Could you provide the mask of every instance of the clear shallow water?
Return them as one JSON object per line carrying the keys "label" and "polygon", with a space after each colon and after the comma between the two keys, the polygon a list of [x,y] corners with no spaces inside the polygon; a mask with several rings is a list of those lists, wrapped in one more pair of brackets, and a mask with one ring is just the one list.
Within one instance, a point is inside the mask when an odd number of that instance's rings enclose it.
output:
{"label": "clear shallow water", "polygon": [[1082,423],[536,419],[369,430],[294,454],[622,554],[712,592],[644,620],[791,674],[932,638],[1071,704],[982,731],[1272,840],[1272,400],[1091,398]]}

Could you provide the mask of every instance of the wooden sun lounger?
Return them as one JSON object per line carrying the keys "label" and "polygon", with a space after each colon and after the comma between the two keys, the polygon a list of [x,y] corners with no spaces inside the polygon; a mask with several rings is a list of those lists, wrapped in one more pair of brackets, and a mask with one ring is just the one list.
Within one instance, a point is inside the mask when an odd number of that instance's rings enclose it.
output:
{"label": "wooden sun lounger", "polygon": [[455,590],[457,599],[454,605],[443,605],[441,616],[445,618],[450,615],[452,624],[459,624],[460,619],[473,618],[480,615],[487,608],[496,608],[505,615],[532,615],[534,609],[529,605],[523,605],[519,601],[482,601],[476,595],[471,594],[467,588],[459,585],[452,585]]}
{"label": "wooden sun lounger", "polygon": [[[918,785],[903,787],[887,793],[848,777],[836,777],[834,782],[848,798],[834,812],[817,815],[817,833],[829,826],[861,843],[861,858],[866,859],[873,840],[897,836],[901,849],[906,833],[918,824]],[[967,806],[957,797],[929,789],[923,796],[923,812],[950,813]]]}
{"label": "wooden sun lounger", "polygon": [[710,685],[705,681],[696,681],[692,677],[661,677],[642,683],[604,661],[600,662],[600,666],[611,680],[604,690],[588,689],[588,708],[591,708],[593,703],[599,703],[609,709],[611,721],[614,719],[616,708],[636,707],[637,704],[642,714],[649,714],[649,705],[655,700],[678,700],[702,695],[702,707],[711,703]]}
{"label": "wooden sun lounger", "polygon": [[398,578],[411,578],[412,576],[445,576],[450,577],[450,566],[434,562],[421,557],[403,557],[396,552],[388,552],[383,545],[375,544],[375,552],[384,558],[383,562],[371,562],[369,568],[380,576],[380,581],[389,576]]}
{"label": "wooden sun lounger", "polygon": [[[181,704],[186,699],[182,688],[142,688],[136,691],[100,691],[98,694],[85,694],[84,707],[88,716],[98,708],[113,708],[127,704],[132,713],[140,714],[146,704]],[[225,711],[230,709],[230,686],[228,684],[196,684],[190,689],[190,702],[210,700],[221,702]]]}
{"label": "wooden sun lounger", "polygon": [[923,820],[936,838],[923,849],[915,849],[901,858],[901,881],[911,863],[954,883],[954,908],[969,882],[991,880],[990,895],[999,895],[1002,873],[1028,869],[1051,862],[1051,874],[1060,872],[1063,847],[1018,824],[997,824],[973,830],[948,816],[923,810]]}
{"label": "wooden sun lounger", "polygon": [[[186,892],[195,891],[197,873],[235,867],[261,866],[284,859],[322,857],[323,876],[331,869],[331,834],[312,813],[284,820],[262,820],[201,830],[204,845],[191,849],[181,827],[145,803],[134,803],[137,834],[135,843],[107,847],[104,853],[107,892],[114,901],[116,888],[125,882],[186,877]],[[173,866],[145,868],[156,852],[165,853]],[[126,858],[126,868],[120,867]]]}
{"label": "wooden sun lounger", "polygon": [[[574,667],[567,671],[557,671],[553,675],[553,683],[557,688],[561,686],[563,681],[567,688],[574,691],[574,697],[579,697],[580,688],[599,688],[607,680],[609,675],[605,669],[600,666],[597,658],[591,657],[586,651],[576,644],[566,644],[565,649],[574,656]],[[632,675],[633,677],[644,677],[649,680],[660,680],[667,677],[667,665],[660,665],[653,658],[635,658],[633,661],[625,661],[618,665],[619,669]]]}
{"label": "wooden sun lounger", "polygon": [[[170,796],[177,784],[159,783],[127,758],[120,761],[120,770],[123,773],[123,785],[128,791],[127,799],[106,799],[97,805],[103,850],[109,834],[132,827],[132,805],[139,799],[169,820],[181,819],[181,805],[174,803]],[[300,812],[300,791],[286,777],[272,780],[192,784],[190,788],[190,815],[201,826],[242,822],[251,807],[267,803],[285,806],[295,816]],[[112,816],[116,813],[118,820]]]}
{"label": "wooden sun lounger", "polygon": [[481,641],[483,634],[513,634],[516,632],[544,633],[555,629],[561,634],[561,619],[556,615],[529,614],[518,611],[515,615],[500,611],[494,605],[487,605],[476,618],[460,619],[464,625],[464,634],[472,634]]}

• • • • •

- _Job_: Pull out each line above that contains the string "shallow", treating uppercase and lowercase as different.

- _Written reply_:
Could you provide the mask of every instance of the clear shallow water?
{"label": "clear shallow water", "polygon": [[1082,423],[536,419],[369,430],[294,454],[622,554],[712,592],[644,620],[791,674],[932,638],[1071,704],[982,731],[1272,840],[1272,400],[1091,398]]}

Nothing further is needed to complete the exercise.